### Supplied material
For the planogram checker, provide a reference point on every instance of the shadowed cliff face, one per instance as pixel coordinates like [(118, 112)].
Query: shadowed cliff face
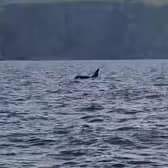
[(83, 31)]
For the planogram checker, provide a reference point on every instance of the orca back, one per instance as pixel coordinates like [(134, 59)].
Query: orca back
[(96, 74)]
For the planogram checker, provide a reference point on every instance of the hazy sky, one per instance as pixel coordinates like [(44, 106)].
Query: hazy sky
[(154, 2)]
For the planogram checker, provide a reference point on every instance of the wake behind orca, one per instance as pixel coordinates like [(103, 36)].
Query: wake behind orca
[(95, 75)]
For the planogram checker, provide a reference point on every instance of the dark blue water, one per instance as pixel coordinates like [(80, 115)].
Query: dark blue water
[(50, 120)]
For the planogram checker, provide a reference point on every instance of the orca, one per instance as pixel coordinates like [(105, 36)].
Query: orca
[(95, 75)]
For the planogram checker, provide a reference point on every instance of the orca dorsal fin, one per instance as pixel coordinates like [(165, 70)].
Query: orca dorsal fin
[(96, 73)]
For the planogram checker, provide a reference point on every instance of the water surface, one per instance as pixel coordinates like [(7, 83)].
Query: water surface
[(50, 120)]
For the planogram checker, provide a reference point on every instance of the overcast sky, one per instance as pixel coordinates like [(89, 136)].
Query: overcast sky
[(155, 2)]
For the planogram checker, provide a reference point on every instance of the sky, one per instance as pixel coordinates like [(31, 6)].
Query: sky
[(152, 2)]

...

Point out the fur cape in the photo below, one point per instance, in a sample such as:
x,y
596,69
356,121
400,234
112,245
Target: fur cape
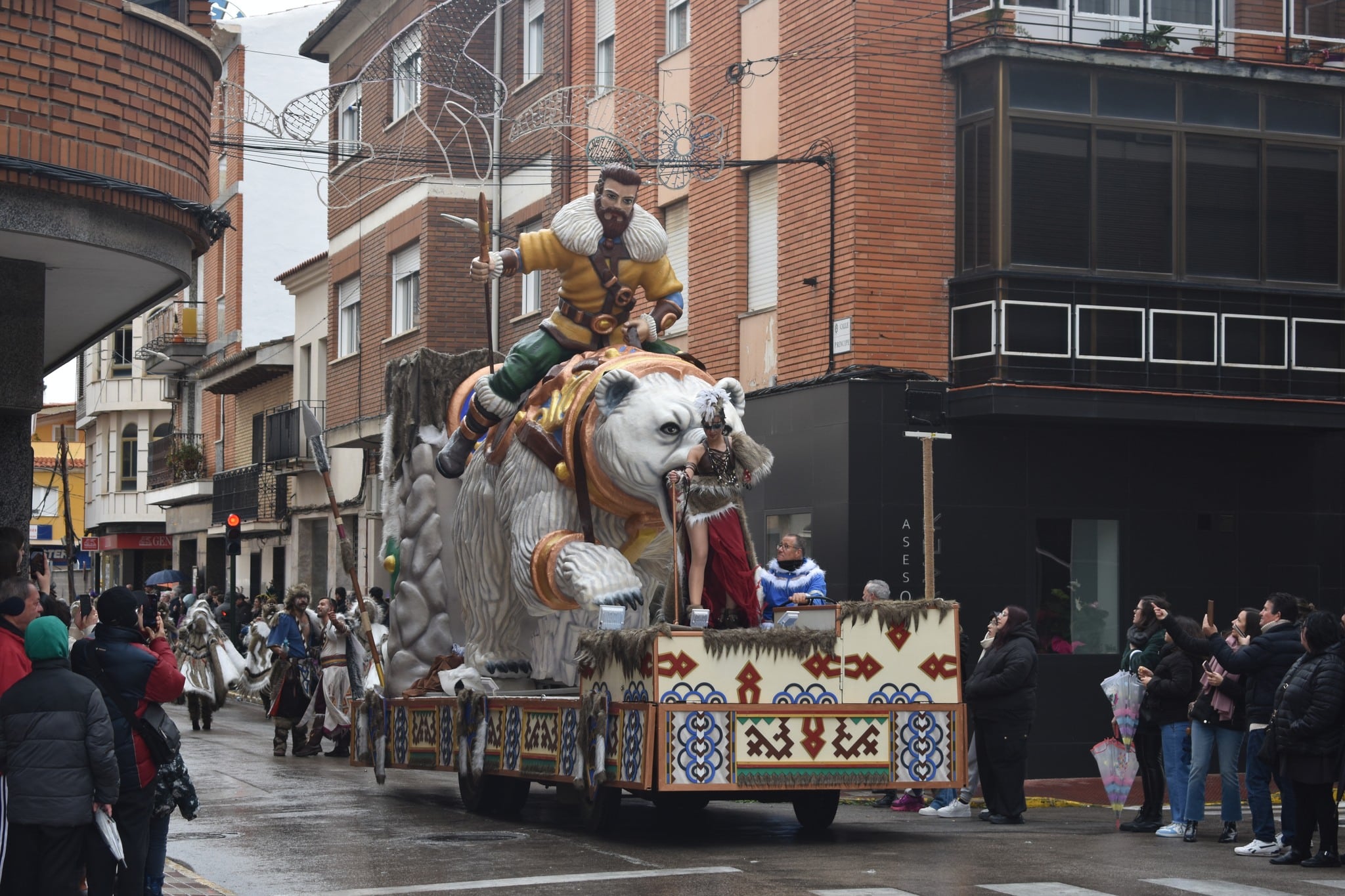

### What is expected
Count the lines of the records above that contain the word "dorsal", treating uppercase and lowercase as different, and give only the number.

### Response to the task
2